Print all of the data exactly.
--- START ---
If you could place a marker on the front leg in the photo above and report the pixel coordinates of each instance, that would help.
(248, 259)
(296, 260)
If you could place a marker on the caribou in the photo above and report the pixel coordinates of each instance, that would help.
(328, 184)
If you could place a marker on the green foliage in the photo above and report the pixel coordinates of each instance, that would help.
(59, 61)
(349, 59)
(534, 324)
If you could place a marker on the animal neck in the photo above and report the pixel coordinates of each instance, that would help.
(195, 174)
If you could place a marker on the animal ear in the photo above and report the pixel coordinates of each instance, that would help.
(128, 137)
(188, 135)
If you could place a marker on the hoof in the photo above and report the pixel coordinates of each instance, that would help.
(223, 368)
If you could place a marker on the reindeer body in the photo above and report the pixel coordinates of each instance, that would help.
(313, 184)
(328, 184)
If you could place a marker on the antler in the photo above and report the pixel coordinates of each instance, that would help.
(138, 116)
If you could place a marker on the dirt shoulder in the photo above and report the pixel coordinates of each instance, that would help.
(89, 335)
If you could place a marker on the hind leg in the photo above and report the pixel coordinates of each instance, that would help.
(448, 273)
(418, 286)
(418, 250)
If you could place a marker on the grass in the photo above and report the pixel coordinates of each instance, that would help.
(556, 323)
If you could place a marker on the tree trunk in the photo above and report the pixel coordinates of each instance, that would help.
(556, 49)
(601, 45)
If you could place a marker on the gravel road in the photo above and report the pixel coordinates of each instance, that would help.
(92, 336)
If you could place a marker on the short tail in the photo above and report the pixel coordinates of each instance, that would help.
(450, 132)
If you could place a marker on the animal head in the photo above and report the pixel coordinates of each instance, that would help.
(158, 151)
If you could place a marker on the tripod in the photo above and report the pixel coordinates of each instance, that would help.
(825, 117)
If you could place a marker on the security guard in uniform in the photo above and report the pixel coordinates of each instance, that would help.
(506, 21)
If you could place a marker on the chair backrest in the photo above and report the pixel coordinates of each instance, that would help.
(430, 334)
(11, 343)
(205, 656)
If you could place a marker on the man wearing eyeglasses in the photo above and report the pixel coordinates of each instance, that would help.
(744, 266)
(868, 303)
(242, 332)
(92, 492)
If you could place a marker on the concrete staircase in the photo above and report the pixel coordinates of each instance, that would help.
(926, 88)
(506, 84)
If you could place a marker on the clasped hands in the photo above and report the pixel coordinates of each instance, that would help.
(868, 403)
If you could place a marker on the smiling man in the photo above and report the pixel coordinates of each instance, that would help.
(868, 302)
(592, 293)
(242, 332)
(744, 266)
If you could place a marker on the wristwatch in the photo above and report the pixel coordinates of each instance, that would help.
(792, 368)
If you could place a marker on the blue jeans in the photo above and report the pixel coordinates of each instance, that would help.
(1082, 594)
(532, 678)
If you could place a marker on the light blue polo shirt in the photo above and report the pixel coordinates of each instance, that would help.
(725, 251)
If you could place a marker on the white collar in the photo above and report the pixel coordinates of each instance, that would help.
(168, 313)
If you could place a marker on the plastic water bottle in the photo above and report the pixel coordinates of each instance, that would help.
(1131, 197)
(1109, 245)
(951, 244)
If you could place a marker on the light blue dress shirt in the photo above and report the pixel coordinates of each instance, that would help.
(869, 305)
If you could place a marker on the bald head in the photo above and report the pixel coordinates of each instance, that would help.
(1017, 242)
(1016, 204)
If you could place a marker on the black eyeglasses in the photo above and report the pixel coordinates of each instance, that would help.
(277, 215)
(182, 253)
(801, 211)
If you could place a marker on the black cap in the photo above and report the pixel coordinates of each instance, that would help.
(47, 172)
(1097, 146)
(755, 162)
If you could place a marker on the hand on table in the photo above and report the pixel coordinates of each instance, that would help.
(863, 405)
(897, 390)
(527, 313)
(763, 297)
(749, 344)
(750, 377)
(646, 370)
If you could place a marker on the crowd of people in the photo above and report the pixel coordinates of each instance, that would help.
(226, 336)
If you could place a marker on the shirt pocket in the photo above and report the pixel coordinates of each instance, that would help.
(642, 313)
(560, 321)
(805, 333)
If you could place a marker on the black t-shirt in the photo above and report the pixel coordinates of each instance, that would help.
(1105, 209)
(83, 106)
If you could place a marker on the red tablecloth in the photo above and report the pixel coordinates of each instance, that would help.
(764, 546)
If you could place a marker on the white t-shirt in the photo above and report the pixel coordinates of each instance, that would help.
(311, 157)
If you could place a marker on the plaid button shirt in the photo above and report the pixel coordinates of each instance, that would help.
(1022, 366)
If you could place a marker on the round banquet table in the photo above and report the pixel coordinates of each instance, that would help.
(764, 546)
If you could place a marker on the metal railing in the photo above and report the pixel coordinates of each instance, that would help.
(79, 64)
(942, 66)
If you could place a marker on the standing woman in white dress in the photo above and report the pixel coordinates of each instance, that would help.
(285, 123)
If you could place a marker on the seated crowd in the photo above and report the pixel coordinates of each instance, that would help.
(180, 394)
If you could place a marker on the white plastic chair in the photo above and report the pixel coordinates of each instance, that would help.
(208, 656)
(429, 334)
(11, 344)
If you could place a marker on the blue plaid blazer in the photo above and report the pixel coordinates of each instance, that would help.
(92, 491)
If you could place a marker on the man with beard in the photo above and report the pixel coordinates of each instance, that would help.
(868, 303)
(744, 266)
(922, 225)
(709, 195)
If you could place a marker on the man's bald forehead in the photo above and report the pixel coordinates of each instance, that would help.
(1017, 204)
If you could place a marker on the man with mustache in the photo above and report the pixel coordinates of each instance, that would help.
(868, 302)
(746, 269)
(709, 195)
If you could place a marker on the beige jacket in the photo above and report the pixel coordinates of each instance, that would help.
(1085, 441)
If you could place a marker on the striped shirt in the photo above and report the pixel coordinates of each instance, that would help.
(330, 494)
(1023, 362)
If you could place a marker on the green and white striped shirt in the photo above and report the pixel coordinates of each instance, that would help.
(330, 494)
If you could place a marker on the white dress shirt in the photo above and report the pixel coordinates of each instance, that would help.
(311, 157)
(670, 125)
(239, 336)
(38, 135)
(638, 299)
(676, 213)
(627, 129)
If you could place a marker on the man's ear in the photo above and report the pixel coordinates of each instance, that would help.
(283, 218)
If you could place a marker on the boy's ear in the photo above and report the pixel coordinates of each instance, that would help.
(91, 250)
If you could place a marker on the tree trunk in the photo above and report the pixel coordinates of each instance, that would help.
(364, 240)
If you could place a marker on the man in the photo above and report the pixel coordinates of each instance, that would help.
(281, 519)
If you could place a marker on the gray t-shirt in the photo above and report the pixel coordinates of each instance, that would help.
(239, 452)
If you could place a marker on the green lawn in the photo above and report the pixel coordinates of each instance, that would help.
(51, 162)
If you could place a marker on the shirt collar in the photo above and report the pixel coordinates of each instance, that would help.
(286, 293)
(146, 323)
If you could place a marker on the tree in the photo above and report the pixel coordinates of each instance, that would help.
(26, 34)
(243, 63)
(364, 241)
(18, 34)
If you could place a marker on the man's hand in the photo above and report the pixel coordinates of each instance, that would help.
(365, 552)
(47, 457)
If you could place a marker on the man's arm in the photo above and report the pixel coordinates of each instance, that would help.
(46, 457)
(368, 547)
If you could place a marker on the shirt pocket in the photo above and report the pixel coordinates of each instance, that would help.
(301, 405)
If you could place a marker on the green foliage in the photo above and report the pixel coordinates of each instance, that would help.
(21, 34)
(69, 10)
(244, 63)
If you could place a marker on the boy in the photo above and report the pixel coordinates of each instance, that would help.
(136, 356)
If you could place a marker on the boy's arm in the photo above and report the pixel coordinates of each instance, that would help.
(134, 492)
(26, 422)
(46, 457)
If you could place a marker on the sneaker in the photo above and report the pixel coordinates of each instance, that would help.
--- END ---
### FULL ANSWER
If you could place a marker on the front leg in the photo above and report the pixel coordinates of each instance, that would help.
(248, 259)
(296, 260)
If you could place a marker on the caribou in the photo above and report the pixel coordinates of each instance, that would help.
(328, 184)
If you could place a marker on the green foliage in the photo above and report the pixel coordinates of each instance, that would help.
(59, 61)
(349, 59)
(534, 324)
If you could place a marker on the animal neck in the photo above and report the pixel coordinates of each instance, that would help.
(195, 174)
If you could place a marker on the animal ear in the photo above and report the pixel coordinates of each instance, that would help.
(128, 137)
(188, 135)
If you could place a marker on the hoof in the photo above and report the pixel coordinates of each instance, that would help.
(223, 368)
If you could place a marker on the reindeer body in the photo above and report the pixel coordinates of each instance, that would help.
(313, 184)
(328, 184)
If you could place a marker on the antler in the photo above and report the pixel coordinates of each instance, that would help.
(138, 116)
If you could place a marker on the dirt shoulder in the photo above and report the pixel coordinates of each instance, that would help.
(89, 335)
If you could place a marker on the hind leg in the photo above and report the pixel coordinates of each instance, that would help.
(448, 273)
(418, 286)
(418, 250)
If you could place a marker on the grass in the photo above and report the pixel coordinates of each instance, that would help.
(556, 323)
If you could place a marker on the tree trunk in the photo above and report the pixel coordinates of each instance, that would help.
(556, 49)
(601, 45)
If you could place a marker on the gravel road in the photo above and report the pixel coordinates of each instance, that would help.
(92, 336)
If you could place a marker on the short tail in the photo above and report the pixel coordinates of each instance, that would help.
(450, 132)
If you could place a marker on the animal head in the photo above and report the pixel coordinates of each instance, that would help.
(158, 151)
If you could place a marker on the tripod in the photo above and report the pixel coordinates of each instance, that would help.
(825, 117)
If you could place a marker on the security guard in uniform in the photo above and report the pixel coordinates of each instance, that would help.
(506, 21)
If you could place a marker on the chair backrest in the photo above and report the pixel coordinates of each instance, that would help.
(430, 334)
(11, 343)
(205, 656)
If you could place a marker on the man wearing eyeglasses in the photo above and report the pixel coordinates of each instance, that would help.
(744, 266)
(868, 303)
(242, 332)
(92, 492)
If you could place a marker on the concrete staircase in the photo above and report the pixel coordinates of each instance, that would help.
(926, 88)
(506, 84)
If you could place a marker on the clasped hands in the photo above and report the pixel coordinates of each instance, that would help.
(868, 403)
If you could place a marker on the smiling man in the photo above and report the pixel coordinates of each instance, that would help.
(868, 302)
(592, 293)
(242, 332)
(744, 266)
If you could place a marker on the wristwatch in the photo above and report the pixel coordinates of each instance, that would help.
(792, 368)
If you could place a marker on the blue jeans in the photo above and report the pixel coordinates of each instance, that would help.
(1082, 594)
(532, 678)
If you could place a marker on the light blue polo shirt in the photo above and report the pixel coordinates of each instance, that would help.
(725, 251)
If you could place a marker on the white collar in the photo above and report the pixel coordinates of each instance, that would help.
(168, 313)
If you could place a marker on the plastic water bottle in the photo above and report the pixel coordinates of each instance, that would help.
(1131, 197)
(1109, 245)
(951, 244)
If you could place a marker on the light blue dress shirt in the photo above and report the pixel coordinates of each instance, that would help.
(869, 305)
If you could place a marker on the bald head in the photo above and report the pixel coordinates of each instance, that would help.
(1017, 242)
(1016, 204)
If you could place a marker on the black eyeglasses in the photo above and report the pixel coordinates of each instance, that would help.
(277, 215)
(182, 253)
(801, 211)
If you could place a marker on the black cap in the photo above and report the pixel coordinates of each instance, that would help.
(47, 172)
(1097, 146)
(755, 162)
If you could place a marker on the hand on table in the photo above and report the pixel coordinates of each instance, that would help.
(863, 405)
(897, 390)
(527, 313)
(763, 297)
(749, 344)
(750, 377)
(646, 370)
If you could place a marker on the crowd of people in the photo above and report the pixel coordinates of each instance, that would help.
(226, 336)
If you could place a marker on the shirt pocket in the photo above and report the pixel coordinates of each instance, that would help.
(642, 313)
(560, 321)
(805, 333)
If you could place a marker on the black t-shirt in the photo above and report the pixel coordinates of each instance, that would help.
(1105, 209)
(83, 106)
If you could place a marker on the red tablecloth in the photo above and report the pixel coordinates of each instance, that would help.
(764, 546)
If you could place a marker on the white t-shirt in the photo above and report the pixel coordinates of each instance, that would help.
(311, 157)
If you could place a marker on the plaid button shirt in the photo above and report the pixel coordinates of each instance, that would help.
(1022, 366)
If you could place a marker on the round banquet table in the photo above and report the pixel coordinates of each instance, that would help.
(764, 546)
If you could place a marker on the metal railing in the photo above and report the pixel coordinates of each instance, that would help.
(79, 64)
(942, 66)
If you could place a marker on the standing woman in white dress in the photo above and report the pixel coordinates of each instance, that would help.
(285, 123)
If you could place a marker on the seated crowd in the photo above and report the pixel coordinates of each instance, that would help.
(180, 394)
If you could place a marker on the white plastic chair in the photo above and report the pixel coordinates of each instance, that would help.
(208, 656)
(429, 334)
(11, 344)
If you could place a marker on the blue plaid blazer in the photo above and report the pixel coordinates of each instance, that would help.
(92, 491)
If you could place a marker on the man with beard in the photo above and report the pixel coordinates of each instance, that would help.
(868, 303)
(744, 266)
(922, 225)
(709, 195)
If you could place a marker on the man's bald forehead in the photo above and report the pixel coordinates of each instance, that would help.
(1017, 204)
If you could place a marker on the man with mustache in the photo above and report the pixel coordinates of each instance, that would help.
(868, 302)
(746, 269)
(709, 195)
If you could place a marker on the beige jacket in the photo above and report the pixel coordinates of each instance, that would help.
(1085, 441)
If you could place a marker on the striped shirt in the photo above and report the pixel coordinates of each instance, that would help.
(330, 494)
(1023, 362)
If you could place a marker on the green and white striped shirt in the photo above and report the pixel coordinates of each instance, that would help.
(330, 494)
If you could place a marker on the white dress shirt in the photo above and report the pixel coordinates of each instance, that would help.
(311, 157)
(670, 125)
(239, 336)
(38, 135)
(638, 299)
(676, 213)
(627, 129)
If you could place a marker on the man's ear in the photo above and report the pixel coordinates of each instance, that would help.
(283, 218)
If you could place a marker on the boy's ear in the photo above and report the pixel coordinates of each instance, that would help.
(91, 250)
If you could place a marker on the tree trunk in the photo above and report the pixel coordinates of each instance, that would help.
(364, 240)
If you could place a marker on the man in the photo above and report the pixel coordinates of each instance, that would help.
(281, 519)
If you could place a marker on the gray t-shirt in the photo above and report the pixel coordinates of each instance, that would help.
(239, 452)
If you could place a marker on the green lawn in the photo above and report the pixel coordinates of each instance, that would help.
(51, 162)
If you could place a marker on the shirt collar in the photo above and report the pixel coordinates of each instance, that would help.
(286, 293)
(146, 323)
If you could place a marker on the tree in the photo above and report the pixel coordinates of each instance, that would help.
(26, 34)
(243, 63)
(364, 241)
(18, 34)
If you could place a marker on the man's hand in the photo above and report the pixel coordinates of each instance, that would help.
(365, 552)
(47, 457)
If you could place a marker on the man's arm in the photo above and report the pixel coordinates of each instance, that would help.
(46, 457)
(368, 547)
If you could place a marker on the shirt pocket in the photo above and report the pixel coordinates of each instance, that would help.
(301, 405)
If you could place a marker on the green foliage in the photo above and report the pixel coordinates of each instance, that would help.
(21, 34)
(69, 10)
(244, 63)
If you could place a marker on the boy in the photo above and report the pixel coordinates of each instance, that would help.
(136, 356)
If you could place a marker on the boy's arm in the photo above and report the pixel coordinates of each instance, that would help.
(134, 492)
(26, 422)
(46, 457)
If you could place a marker on the sneaker in the photo above and report the pixel coordinates of each instance, that would help.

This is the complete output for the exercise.